Sunday, May 19, 2024

Tales from the Logbook--Divers Adrift off of Ensenada, Mexico, Causes International Kerfluffle in 1987

 

Scramble to Save Divers Led to Diplomatic Snafu caught my attention as I read the Los Angeles Times before work on the morning of July 7, 1987. The article reported on the plight of three divers south of Ensenada, Mexico.  The story described how on the Fourth of July, two of the three divers, Daniel Lavin and George Spaulding, found themselves drifting in a current after a shore dive.  The unnamed third diver made it to shore and asked a bystander to call the Coast Guard for assistance.  He then rented an inflatable boat and went in pursuit of his drifting buddies

Map of San Diego to Ensenada


As Daniel Lavin explained, after floating for 5 ½ hours “our friend was able to find us and then we ran into a Mexican fishing boat…They picked us up and brought us ashore. We were all fine. None of us were hurt....”

Apparently, someone contacted the US Coast Guard.  An overflight from a USCG Falcon jet spotted the divers but could not stay as the aircraft low on fuel.  A Coast Guard helicopter was dispatched. Just as it was arriving in the area, Mexican authorities said that it could not enter that country’s airspace.  The Mexican authorities said two of their naval patrol vessels would respond.  Lavin watched all the activity from the safety of the shore.  “By the time they got out there, we had already been rescued by the Mexican fishing boat.” 

As Lavin notes, “when I came into work this morning (July 6), I saw the newspapers that I was dead.  So I called the Coast Guard.”

The report of their death resulted from a miscommunication.  When the Coast Guard called the Captain of the Port in Ensenada, which is 20 miles north of the divers’ location, he reported that a private radio communication had been overheard that two bodies had been picked up by a fishing boat.  The USCG then issued the press release documenting the “fatal” incident.

I did notice that the diver quoted in the article, Daniel Lavin, was from San Diego.  I was friends with a David Lavin, also from San Diego.   David and I worked at Delco Systems in Goleta.  When I purchased my home, he took my place with my former house mates.  We played together on company sports teams and so on.  I wondered if there could be a family connection.

**Material provided**

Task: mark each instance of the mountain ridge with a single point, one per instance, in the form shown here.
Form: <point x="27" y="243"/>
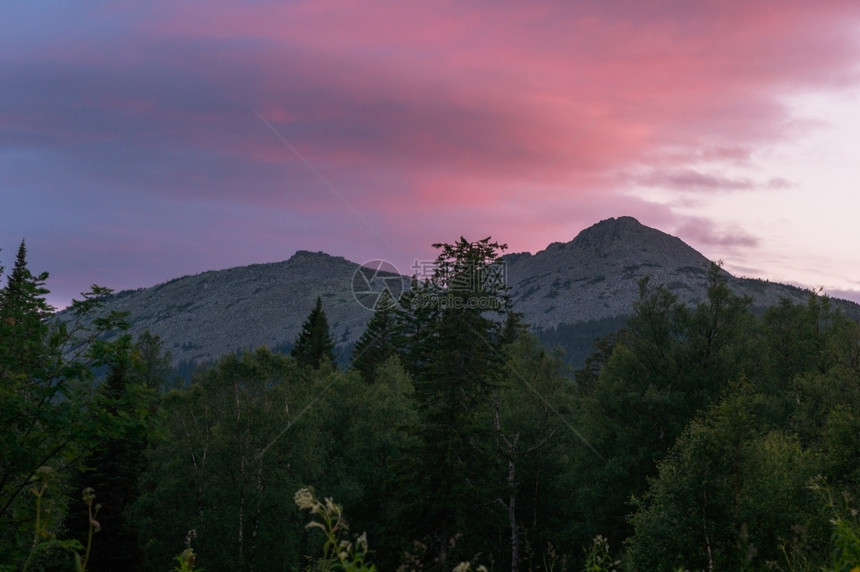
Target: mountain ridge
<point x="591" y="278"/>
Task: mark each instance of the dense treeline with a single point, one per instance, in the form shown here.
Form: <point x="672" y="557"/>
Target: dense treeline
<point x="704" y="437"/>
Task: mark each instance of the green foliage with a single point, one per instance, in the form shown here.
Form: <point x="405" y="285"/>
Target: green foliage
<point x="689" y="438"/>
<point x="50" y="414"/>
<point x="338" y="553"/>
<point x="314" y="346"/>
<point x="381" y="340"/>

**Brief 1**
From the post about the Ensenada divers, write out the passage from "I did notice" up to and including "a family connection.".
**Brief 2**
Answer these questions using the post about the Ensenada divers:
(a) How long had the two divers been floating when their friend found them?
(b) How far is Ensenada from where the divers were, and in which direction?
(c) At what company, and in what town, did the writer and David Lavin work?

**Exercise result 1**
I did notice that the diver quoted in the article, Daniel Lavin, was from San Diego.  I was friends with a David Lavin, also from San Diego.   David and I worked at Delco Systems in Goleta.  When I purchased my home, he took my place with my former house mates.  We played together on company sports teams and so on.  I wondered if there could be a family connection.

**Exercise result 2**
(a) 5 ½ hours.
(b) 20 miles north.
(c) Delco Systems in Goleta.